**Data to use**

====

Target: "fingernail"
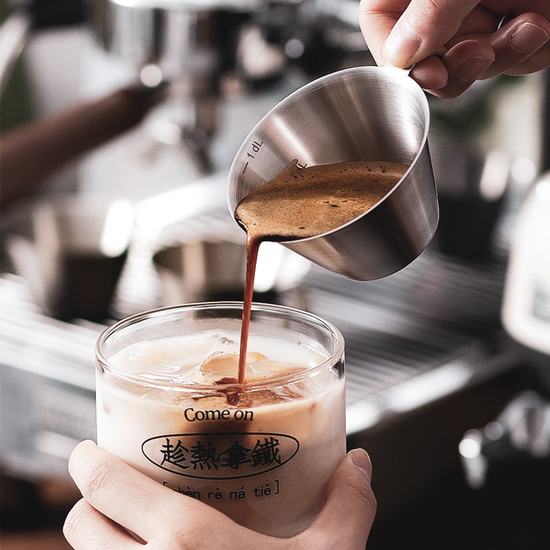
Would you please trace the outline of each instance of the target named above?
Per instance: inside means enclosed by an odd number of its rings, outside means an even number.
[[[406,67],[420,47],[420,38],[404,19],[399,19],[384,44],[384,56],[389,63]]]
[[[512,47],[520,54],[527,54],[536,50],[548,42],[548,33],[532,23],[520,25],[510,36]]]
[[[463,82],[473,82],[494,61],[492,57],[469,57],[459,66],[459,78]]]
[[[368,458],[366,451],[363,449],[354,449],[353,451],[349,452],[349,454],[351,456],[351,461],[360,470],[364,472],[370,483],[373,475],[373,467],[371,464],[371,459]]]

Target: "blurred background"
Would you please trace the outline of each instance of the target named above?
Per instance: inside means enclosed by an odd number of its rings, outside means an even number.
[[[0,481],[6,550],[66,549],[95,437],[94,346],[160,305],[241,299],[229,166],[278,100],[373,65],[358,0],[1,0]],[[369,549],[550,542],[550,76],[429,97],[435,239],[356,282],[278,245],[256,299],[346,342]]]

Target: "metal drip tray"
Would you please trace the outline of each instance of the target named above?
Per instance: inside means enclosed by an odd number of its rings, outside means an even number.
[[[517,363],[495,345],[503,273],[434,253],[370,283],[311,270],[291,294],[344,333],[350,436]],[[0,296],[3,467],[65,475],[73,446],[95,437],[94,346],[104,327],[43,316],[15,276],[0,278]]]

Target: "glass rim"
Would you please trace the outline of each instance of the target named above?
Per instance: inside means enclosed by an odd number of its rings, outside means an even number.
[[[289,306],[279,305],[278,304],[264,304],[253,302],[252,305],[251,311],[251,320],[254,316],[254,312],[264,311],[272,312],[276,314],[277,316],[286,314],[287,315],[292,315],[296,318],[301,318],[302,320],[310,323],[315,324],[316,326],[323,327],[327,333],[331,334],[336,341],[336,346],[334,351],[333,351],[329,357],[322,361],[320,363],[314,365],[313,366],[305,368],[303,371],[300,371],[297,373],[292,373],[291,374],[285,375],[284,376],[279,376],[275,378],[270,378],[265,380],[254,380],[250,382],[245,381],[243,384],[238,382],[232,382],[228,384],[190,384],[184,382],[174,382],[174,383],[160,383],[155,382],[154,380],[144,380],[143,377],[136,375],[124,373],[120,369],[114,367],[105,358],[102,348],[104,346],[105,342],[107,340],[118,330],[133,324],[137,324],[140,321],[150,319],[154,317],[162,318],[167,314],[175,313],[179,311],[206,311],[206,310],[222,310],[227,309],[231,311],[243,311],[242,302],[196,302],[189,304],[180,304],[177,305],[165,306],[163,307],[158,307],[153,309],[148,309],[144,311],[141,311],[128,317],[121,319],[113,324],[108,327],[100,335],[96,342],[96,361],[100,363],[103,368],[109,371],[113,375],[115,375],[120,379],[124,380],[128,382],[133,382],[140,386],[146,386],[148,388],[153,388],[157,389],[162,389],[163,390],[168,391],[210,391],[216,390],[217,391],[223,392],[226,390],[231,389],[244,389],[248,390],[256,389],[259,388],[265,388],[266,386],[273,386],[274,385],[280,385],[280,384],[289,383],[295,380],[301,380],[305,377],[310,377],[311,375],[317,373],[320,371],[324,370],[327,366],[329,367],[334,364],[337,361],[343,360],[344,358],[344,340],[340,331],[330,321],[327,321],[322,317],[320,317],[315,314],[305,311],[302,309],[298,309],[295,307]],[[240,331],[239,331],[240,333]],[[251,333],[254,333],[253,332]]]

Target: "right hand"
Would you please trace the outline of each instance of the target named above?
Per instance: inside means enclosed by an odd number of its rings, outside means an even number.
[[[361,0],[360,23],[376,63],[414,65],[442,98],[477,79],[550,66],[547,0]]]
[[[261,535],[204,503],[174,492],[92,441],[79,443],[69,470],[84,498],[64,532],[76,550],[364,550],[376,509],[371,461],[357,449],[330,479],[327,502],[314,524],[290,539]],[[126,530],[127,529],[127,530]]]

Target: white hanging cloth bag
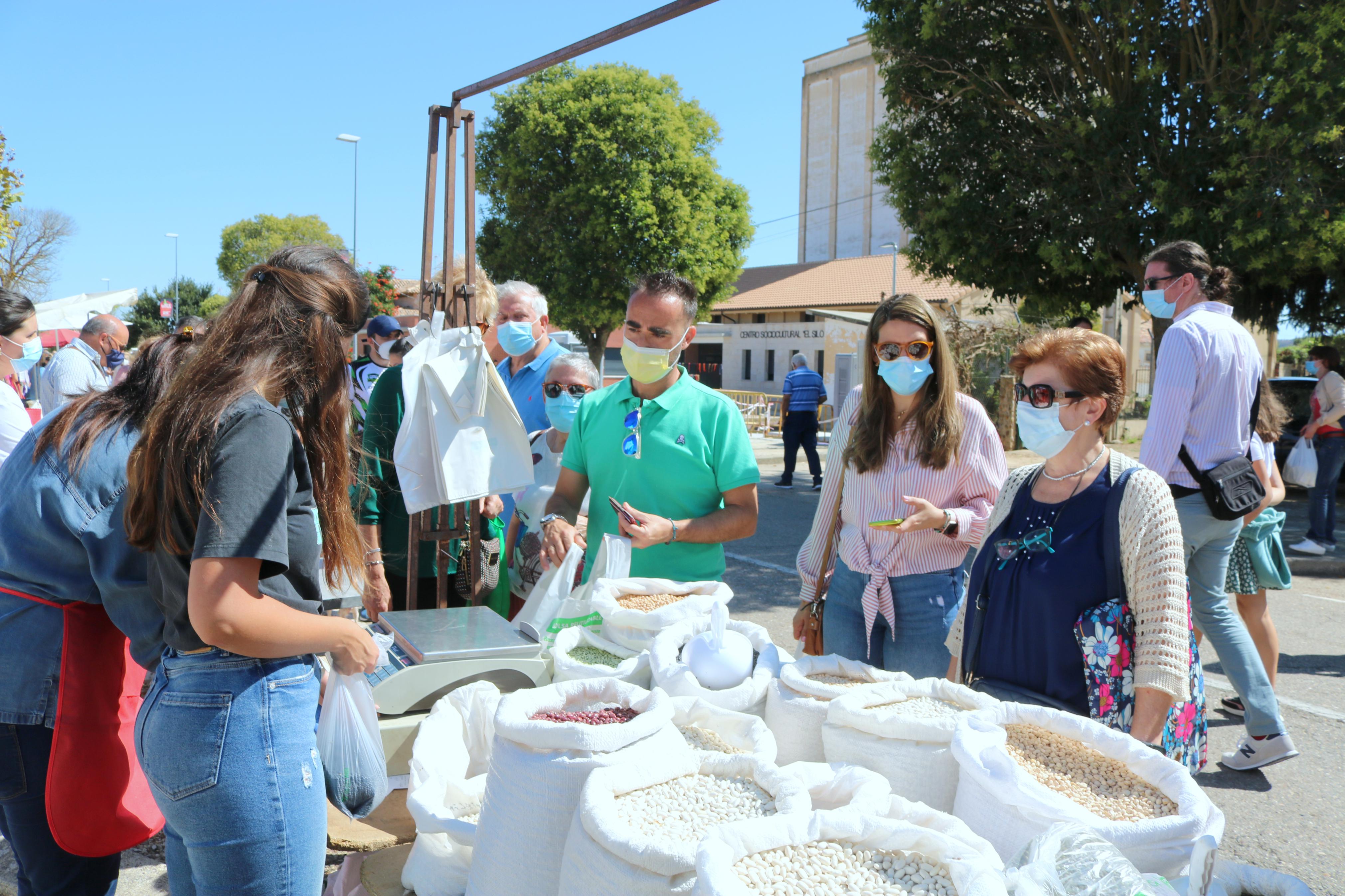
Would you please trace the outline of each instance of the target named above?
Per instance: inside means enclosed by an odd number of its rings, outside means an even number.
[[[811,676],[849,678],[854,684],[831,684]],[[888,672],[858,660],[834,653],[822,657],[803,656],[780,669],[765,695],[765,724],[780,744],[777,762],[826,762],[822,748],[822,723],[827,707],[837,697],[878,681],[911,681],[905,672]],[[863,682],[863,684],[859,684]]]
[[[827,708],[822,725],[827,762],[872,768],[888,779],[892,793],[939,811],[952,811],[958,763],[951,746],[958,715],[991,707],[998,700],[944,678],[886,681],[853,690]],[[900,704],[921,697],[958,709],[940,716],[902,711]]]

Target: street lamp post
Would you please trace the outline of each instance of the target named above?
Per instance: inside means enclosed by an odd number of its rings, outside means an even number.
[[[352,191],[352,210],[351,210],[351,250],[350,262],[351,266],[358,263],[359,259],[359,137],[355,134],[336,134],[336,140],[347,144],[355,144],[355,185]]]
[[[172,317],[169,322],[178,329],[178,234],[164,234],[172,238]]]

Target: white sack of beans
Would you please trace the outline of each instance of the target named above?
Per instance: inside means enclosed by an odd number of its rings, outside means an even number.
[[[822,725],[827,762],[872,768],[892,793],[952,811],[958,763],[948,747],[958,716],[998,703],[944,678],[886,681],[833,700]]]
[[[780,677],[771,682],[765,693],[765,724],[780,744],[777,762],[781,766],[824,762],[822,723],[827,719],[827,705],[855,688],[877,681],[911,681],[911,676],[834,653],[799,657],[780,669]]]
[[[578,653],[572,656],[570,652]],[[608,660],[601,653],[612,654],[616,665],[607,666],[588,660]],[[609,660],[611,661],[611,660]],[[631,650],[594,634],[588,626],[561,629],[551,647],[551,681],[577,681],[580,678],[616,678],[638,688],[650,686],[650,652]]]
[[[650,670],[654,686],[663,688],[674,697],[699,697],[716,707],[765,716],[767,688],[771,680],[780,674],[780,666],[785,662],[794,662],[794,657],[775,646],[771,641],[771,633],[757,623],[729,619],[726,629],[745,635],[759,656],[746,681],[734,688],[712,690],[697,681],[691,669],[682,662],[682,646],[693,637],[707,631],[709,627],[710,617],[706,615],[679,622],[654,638],[654,643],[650,646]]]
[[[780,771],[807,787],[814,809],[854,809],[881,815],[892,802],[888,779],[876,771],[845,762],[795,762]]]
[[[686,595],[664,603],[650,600],[650,610],[635,606],[639,595]],[[722,582],[671,582],[668,579],[599,579],[593,584],[593,609],[603,617],[603,635],[632,650],[648,650],[654,635],[687,619],[710,617],[710,607],[733,599],[733,588]],[[654,606],[662,604],[662,606]]]
[[[1106,760],[1112,759],[1138,778],[1138,782],[1106,783],[1093,790],[1100,799],[1115,799],[1132,790],[1147,791],[1153,787],[1176,803],[1176,813],[1141,821],[1112,821],[1085,809],[1049,789],[1014,759],[1005,725],[1037,725],[1102,754],[1081,751],[1077,760],[1080,775],[1107,768]],[[1046,707],[1002,703],[958,720],[952,754],[959,768],[954,814],[989,840],[1001,856],[1017,856],[1028,841],[1053,823],[1072,821],[1115,844],[1139,870],[1176,877],[1189,864],[1197,837],[1210,834],[1219,840],[1224,834],[1224,814],[1185,766],[1127,733],[1083,716]]]
[[[672,697],[672,724],[691,750],[775,762],[775,735],[760,716],[724,709],[699,697]]]
[[[810,810],[796,778],[751,756],[689,752],[599,768],[565,841],[560,896],[689,893],[697,844],[716,825]]]
[[[596,725],[533,719],[539,712],[611,707],[639,715]],[[672,727],[672,703],[659,690],[584,678],[506,695],[495,713],[468,892],[555,893],[565,836],[589,772],[627,762],[674,762],[689,752]]]
[[[877,884],[878,869],[900,866],[911,858],[946,876],[955,896],[1006,896],[1003,876],[967,844],[928,827],[850,809],[772,815],[716,827],[697,848],[691,892],[694,896],[896,896],[921,885]],[[916,875],[923,870],[919,864],[909,868]],[[886,880],[896,876],[882,875]],[[851,877],[858,879],[858,887],[849,885]],[[776,889],[773,881],[785,885]],[[940,891],[931,887],[928,892]]]

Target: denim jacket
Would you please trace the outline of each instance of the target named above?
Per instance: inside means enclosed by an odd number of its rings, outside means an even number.
[[[77,470],[54,450],[32,458],[47,415],[0,465],[0,588],[47,600],[102,603],[136,662],[163,650],[148,555],[126,544],[126,458],[139,433],[102,433]],[[55,724],[62,613],[0,591],[0,724]]]

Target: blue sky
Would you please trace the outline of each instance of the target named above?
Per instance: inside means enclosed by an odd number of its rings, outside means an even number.
[[[222,292],[219,231],[260,212],[317,214],[350,244],[342,132],[363,138],[360,261],[416,277],[426,107],[656,5],[9,0],[0,129],[24,204],[78,228],[44,298],[167,283],[169,231],[182,274]],[[851,0],[720,0],[578,62],[674,75],[768,220],[798,212],[803,59],[862,30]],[[468,106],[488,117],[490,97]],[[795,219],[759,228],[746,263],[796,261],[796,234]]]

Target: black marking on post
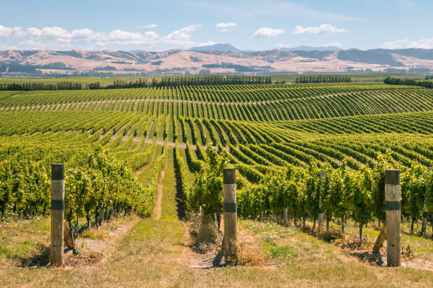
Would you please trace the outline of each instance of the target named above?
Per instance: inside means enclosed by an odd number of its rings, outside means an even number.
[[[238,211],[236,202],[224,203],[224,212],[229,213],[236,213]]]
[[[51,210],[64,210],[64,201],[63,200],[51,199]]]
[[[386,210],[388,211],[399,210],[400,201],[386,201]]]
[[[385,184],[390,185],[400,185],[400,170],[386,170]]]
[[[64,180],[64,164],[51,164],[51,179]]]
[[[235,168],[223,169],[223,184],[234,184],[236,183],[236,169]]]

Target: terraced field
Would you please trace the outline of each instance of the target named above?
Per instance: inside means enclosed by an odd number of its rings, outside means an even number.
[[[352,83],[2,92],[0,110],[4,161],[72,162],[77,154],[100,145],[136,170],[150,160],[154,145],[165,141],[187,145],[185,160],[191,172],[207,145],[224,148],[253,183],[288,164],[337,168],[345,160],[352,169],[373,167],[379,154],[387,151],[405,167],[414,161],[433,166],[433,91],[410,86]]]
[[[237,169],[239,215],[289,209],[316,224],[320,191],[328,218],[348,218],[366,241],[362,227],[376,236],[365,227],[383,221],[376,176],[398,168],[413,232],[433,203],[433,90],[347,83],[0,92],[1,216],[48,214],[50,164],[64,162],[69,222],[134,211],[152,215],[137,229],[169,223],[180,233],[175,202],[203,204],[195,176],[212,148]],[[431,240],[410,237],[405,243],[429,258]],[[0,260],[9,255],[1,245]]]

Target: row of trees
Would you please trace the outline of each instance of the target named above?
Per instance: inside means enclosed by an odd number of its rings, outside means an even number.
[[[112,84],[103,86],[99,82],[83,86],[80,83],[60,82],[55,84],[42,83],[5,83],[0,84],[3,91],[33,91],[33,90],[96,90],[142,88],[146,87],[173,87],[180,85],[244,85],[270,84],[271,76],[248,76],[245,75],[205,75],[205,76],[173,76],[139,78],[136,80],[116,80]]]
[[[399,79],[387,77],[383,80],[385,84],[388,85],[408,85],[411,86],[421,86],[426,88],[433,88],[433,81],[417,81],[410,79]]]
[[[55,84],[42,83],[0,83],[1,91],[67,90],[81,90],[83,85],[76,82],[59,82]]]
[[[243,84],[270,84],[271,76],[248,76],[244,75],[207,75],[207,76],[163,76],[159,79],[138,79],[135,81],[117,80],[107,89],[139,88],[146,87],[173,87],[181,85],[243,85]],[[89,89],[100,89],[96,83]]]
[[[350,76],[345,75],[301,75],[295,79],[296,83],[323,83],[352,82]]]

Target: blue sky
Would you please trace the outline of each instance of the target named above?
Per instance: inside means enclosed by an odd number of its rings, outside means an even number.
[[[433,49],[433,1],[2,1],[0,50]]]

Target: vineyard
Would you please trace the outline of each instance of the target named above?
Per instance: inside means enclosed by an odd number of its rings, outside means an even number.
[[[207,169],[233,167],[238,216],[316,225],[320,200],[328,226],[344,232],[349,220],[361,241],[363,227],[385,220],[385,170],[398,169],[415,234],[433,211],[433,90],[347,82],[0,92],[1,218],[48,215],[49,168],[60,162],[70,227],[150,216],[171,162],[187,210],[222,212],[212,192],[222,191],[221,175]]]

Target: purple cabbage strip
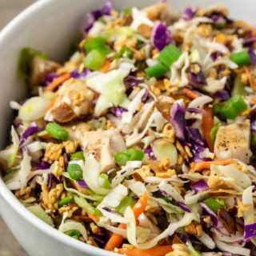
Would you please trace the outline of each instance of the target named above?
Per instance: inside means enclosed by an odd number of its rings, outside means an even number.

====

**The problem**
List the data from the line containing "Target: black marking on post" through the line containing "[[[235,168],[223,169],[223,184],[234,184],[236,183],[236,169]]]" as a numbered list, skipping blank lines and leaving out the picture.

**Answer to this task**
1. Target: black marking on post
2. Would you please trace the outline of each instance of the target named above?
3. Per instance: inside means enclosed by an odd number of its rings, outside means an even number.
4. [[[238,211],[236,202],[224,203],[224,212],[229,213],[236,213]]]
5. [[[51,210],[64,210],[64,201],[63,200],[51,199]]]
6. [[[386,210],[388,211],[399,210],[400,201],[386,201]]]
7. [[[385,184],[390,185],[400,185],[400,170],[386,170]]]
8. [[[64,180],[64,164],[51,164],[51,179]]]
9. [[[235,168],[223,169],[223,184],[234,184],[236,183],[236,169]]]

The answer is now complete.